DIRECTIONS:
Change every "instance" in the lines below to "occurrence", keep everything else the same, and leave the pictures out.

MATERIAL TO PROCESS:

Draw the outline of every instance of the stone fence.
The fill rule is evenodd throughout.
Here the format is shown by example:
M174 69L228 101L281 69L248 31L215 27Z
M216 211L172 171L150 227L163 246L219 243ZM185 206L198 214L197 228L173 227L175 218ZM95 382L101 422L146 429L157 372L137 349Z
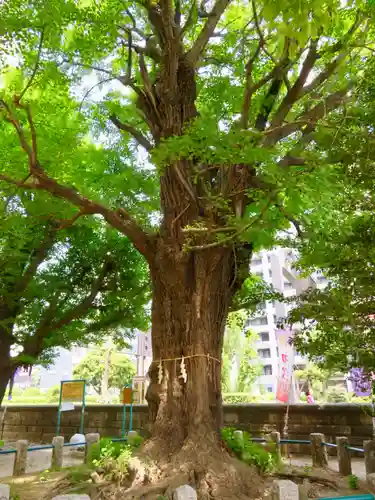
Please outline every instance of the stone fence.
M248 431L261 437L272 431L282 435L286 407L283 404L234 404L224 406L224 425ZM147 406L133 408L133 428L144 434L147 428ZM88 405L85 414L85 433L101 436L121 435L121 405ZM69 439L78 432L80 410L64 412L61 416L61 434ZM57 406L16 406L0 410L0 440L27 439L29 443L51 443L56 436ZM289 409L288 438L308 440L311 433L324 434L325 440L336 443L336 437L345 436L351 446L363 446L372 438L371 417L365 405L291 405ZM308 445L291 445L293 453L309 453ZM334 452L334 451L333 451Z

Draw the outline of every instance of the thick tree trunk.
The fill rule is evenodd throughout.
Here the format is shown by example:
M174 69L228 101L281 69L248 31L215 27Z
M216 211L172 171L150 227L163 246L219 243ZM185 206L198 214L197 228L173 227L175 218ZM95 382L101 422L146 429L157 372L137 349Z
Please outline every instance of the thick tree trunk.
M147 399L153 435L173 453L187 438L199 439L221 426L221 351L234 256L225 247L184 255L160 243L158 250L151 267L153 364Z

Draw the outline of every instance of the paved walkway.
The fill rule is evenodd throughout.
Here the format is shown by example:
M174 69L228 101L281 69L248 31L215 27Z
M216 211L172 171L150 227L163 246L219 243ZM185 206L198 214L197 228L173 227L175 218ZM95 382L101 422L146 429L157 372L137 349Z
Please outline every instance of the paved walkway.
M13 474L13 464L15 454L0 455L0 477L7 477ZM51 468L52 450L40 450L27 452L26 473L42 472ZM64 467L81 465L83 456L79 456L77 451L71 448L64 450Z
M287 464L296 465L297 467L311 467L311 457L295 455L292 457L291 462L284 459ZM339 471L339 465L336 457L328 458L328 467L335 471ZM366 479L365 460L364 458L352 458L352 473L359 479Z

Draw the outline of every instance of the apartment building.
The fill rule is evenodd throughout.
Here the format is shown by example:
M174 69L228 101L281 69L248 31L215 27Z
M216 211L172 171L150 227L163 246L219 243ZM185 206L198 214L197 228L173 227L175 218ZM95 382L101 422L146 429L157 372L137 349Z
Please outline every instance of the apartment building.
M300 278L292 269L295 260L296 256L292 250L274 248L254 255L250 270L256 276L272 284L275 290L283 293L286 297L298 295L311 286L322 288L326 285L326 279L321 274ZM292 307L293 304L267 302L261 305L259 315L248 320L247 327L258 334L257 362L261 364L261 375L256 384L255 392L276 392L279 353L275 331L277 321L280 318L285 318ZM306 363L307 360L297 353L295 365L298 366L298 369L302 370Z

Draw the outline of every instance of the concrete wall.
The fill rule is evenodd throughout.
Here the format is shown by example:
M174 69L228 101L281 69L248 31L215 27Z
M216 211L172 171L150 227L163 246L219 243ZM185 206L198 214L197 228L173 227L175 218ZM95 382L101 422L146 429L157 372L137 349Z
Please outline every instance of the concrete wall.
M272 430L282 434L285 406L278 404L237 404L224 407L224 425L249 431L260 437ZM4 413L5 412L5 413ZM129 412L128 412L129 418ZM102 436L121 434L122 406L89 405L85 415L85 433L99 432ZM134 406L133 427L147 427L147 406ZM61 418L61 434L69 439L79 430L80 408L66 412ZM0 440L28 439L32 443L50 443L56 435L57 407L7 406L0 410ZM336 436L347 436L353 446L362 447L363 440L372 436L372 423L364 405L292 405L289 409L289 439L308 439L311 432L325 434L335 442ZM295 445L295 453L308 453L307 445Z

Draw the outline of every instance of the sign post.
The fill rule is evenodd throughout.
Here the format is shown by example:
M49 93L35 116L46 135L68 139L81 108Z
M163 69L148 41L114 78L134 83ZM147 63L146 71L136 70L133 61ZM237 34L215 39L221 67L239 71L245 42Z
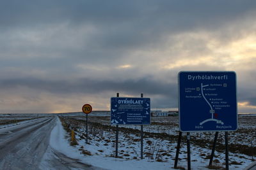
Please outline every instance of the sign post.
M89 104L85 104L82 108L83 112L86 114L86 144L88 144L88 115L92 112L92 107Z
M228 168L228 132L235 131L238 127L237 103L235 72L179 73L180 131L225 132L227 169Z
M119 93L116 93L116 97L119 97ZM118 125L116 125L116 158L118 157Z
M143 125L150 124L150 99L141 97L116 97L111 98L111 124L116 125L116 157L118 157L118 125L141 125L141 159L143 159Z

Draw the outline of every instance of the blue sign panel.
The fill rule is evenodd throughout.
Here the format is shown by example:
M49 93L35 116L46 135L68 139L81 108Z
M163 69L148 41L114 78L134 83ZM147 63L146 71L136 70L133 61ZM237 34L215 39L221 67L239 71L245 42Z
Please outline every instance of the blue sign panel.
M111 97L111 124L150 124L150 99Z
M237 130L235 72L180 72L179 91L180 131Z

REPLY:
Draw the outline of every occurrence of the stone fence.
The fill rule is evenodd throughout.
Here the format is shown by example:
M174 69L228 101L281 69L248 31L215 27Z
M216 211L172 171L150 227L163 246L219 243ZM185 206L198 214L197 228L173 227L175 218ZM95 382L101 422L146 429L157 372L137 349Z
Please outline every occurrence of the stone fence.
M248 431L261 437L272 431L282 435L286 407L283 404L234 404L224 406L224 425ZM147 406L133 408L133 428L144 434L147 428ZM88 405L85 414L85 433L101 436L121 435L121 405ZM69 439L78 432L80 410L64 412L61 416L61 434ZM57 406L16 406L0 410L0 440L27 439L29 443L51 443L56 436ZM289 409L288 438L308 440L311 433L324 434L325 440L336 443L336 437L345 436L351 446L363 446L372 438L371 417L365 405L291 405ZM308 445L291 445L293 453L309 453ZM334 452L334 451L333 451Z

Draw the outline of every occurrence of the thick tree trunk.
The fill rule is evenodd throughout.
Here the format is shown by example:
M174 69L228 101L281 69L248 31L215 27Z
M216 211L172 171L150 227L163 246L219 243ZM185 206L198 214L197 228L173 227L175 218ZM95 382L101 422L146 429L157 372L137 349Z
Please outline every occurrence of the thick tree trunk.
M147 399L153 435L173 453L187 438L199 439L221 426L221 351L234 256L225 247L184 255L160 243L158 250L151 267L153 364Z

Draw the outline of every occurrence of the paved walkway.
The fill rule is evenodd throughout.
Here the format is shown by example:
M174 69L228 101L281 69L248 31L215 27Z
M216 211L172 171L150 227L163 246L219 243ZM185 206L198 214L197 228L173 227L175 218ZM95 382L101 422L146 429L157 372L137 349Z
Please outline every occurrence of the paved walkway.
M13 474L13 464L15 454L0 455L0 477L7 477ZM51 468L52 450L40 450L27 452L26 473L42 472ZM64 467L81 465L83 456L79 456L77 451L71 448L64 450Z
M287 464L296 465L297 467L311 467L311 457L295 455L292 457L291 462L284 459ZM339 471L339 465L336 457L328 458L328 467L335 471ZM366 479L365 460L364 458L352 458L352 473L359 479Z

Draw the outline of every occurrence of the apartment building.
The fill rule is evenodd throughout.
Here the format is shown by example:
M174 69L228 101L281 69L248 31L215 27Z
M216 211L172 171L150 227L163 246L219 243ZM185 206L198 214L197 228L173 227L175 218ZM95 382L101 422L146 429L157 372L137 349Z
Please outline every occurrence of the apartment building.
M300 278L292 269L295 260L296 256L292 250L274 248L254 255L250 270L256 276L272 284L275 290L283 293L286 297L298 295L311 286L322 288L326 285L326 279L321 274ZM292 307L293 304L267 302L261 305L259 315L248 320L247 327L258 334L257 362L261 364L261 375L256 384L255 392L276 392L279 353L275 331L277 321L280 318L285 318ZM306 363L307 360L297 353L295 365L298 366L298 369L302 370Z

Draw the outline of every occurrence of the concrete wall.
The fill rule is evenodd throughout.
Here the format is shown by example:
M174 69L228 101L281 69L248 31L215 27Z
M216 211L172 171L150 227L163 246L219 243ZM185 206L198 214L197 228L173 227L175 218ZM95 382L101 422L146 429L157 372L137 349Z
Please outline every occurrence of the concrete wall.
M272 430L282 434L285 406L278 404L237 404L224 407L224 425L249 431L260 437ZM4 413L5 412L5 413ZM129 412L128 412L129 418ZM102 436L121 434L122 406L89 405L85 415L85 433L99 432ZM134 406L133 427L147 427L147 406ZM61 418L61 434L69 439L79 430L80 408L66 412ZM0 440L28 439L32 443L50 443L56 435L57 407L7 406L0 410ZM336 436L347 436L353 446L362 447L363 440L372 436L372 423L364 405L292 405L289 409L289 439L308 439L311 432L325 434L335 442ZM295 445L295 453L308 453L307 445Z

Draw the outline of every occurrence of the sign post.
The fill rule is evenodd throughout.
Here the format is shown by example:
M49 93L35 116L46 135L68 139L81 108Z
M163 69L148 41L114 78L134 83ZM147 63L146 71L136 70L133 61ZM237 34L215 39L221 67L239 71L245 42Z
Please outline every occurrence of the sign post.
M89 104L85 104L82 108L83 112L86 114L86 144L88 144L88 115L92 112L92 107Z
M228 168L228 132L235 131L238 127L237 103L235 72L179 73L180 131L225 132L227 169Z
M119 93L116 93L116 97L119 97ZM118 125L116 125L116 158L118 157Z
M143 125L150 124L150 99L141 97L116 97L111 98L111 124L116 125L116 157L118 157L118 125L141 125L141 159L143 159Z

Draw the outline of every occurrence of the blue sign panel.
The fill rule is evenodd throughout.
Here the format is shown by example:
M49 93L35 116L46 135L68 139L81 108Z
M163 69L148 41L114 78L134 83ZM147 63L146 71L136 70L133 61ZM237 34L215 39L221 67L239 71L245 42Z
Please outline every occurrence of the blue sign panel.
M111 97L111 124L150 124L150 99Z
M237 130L235 72L180 72L179 91L180 131Z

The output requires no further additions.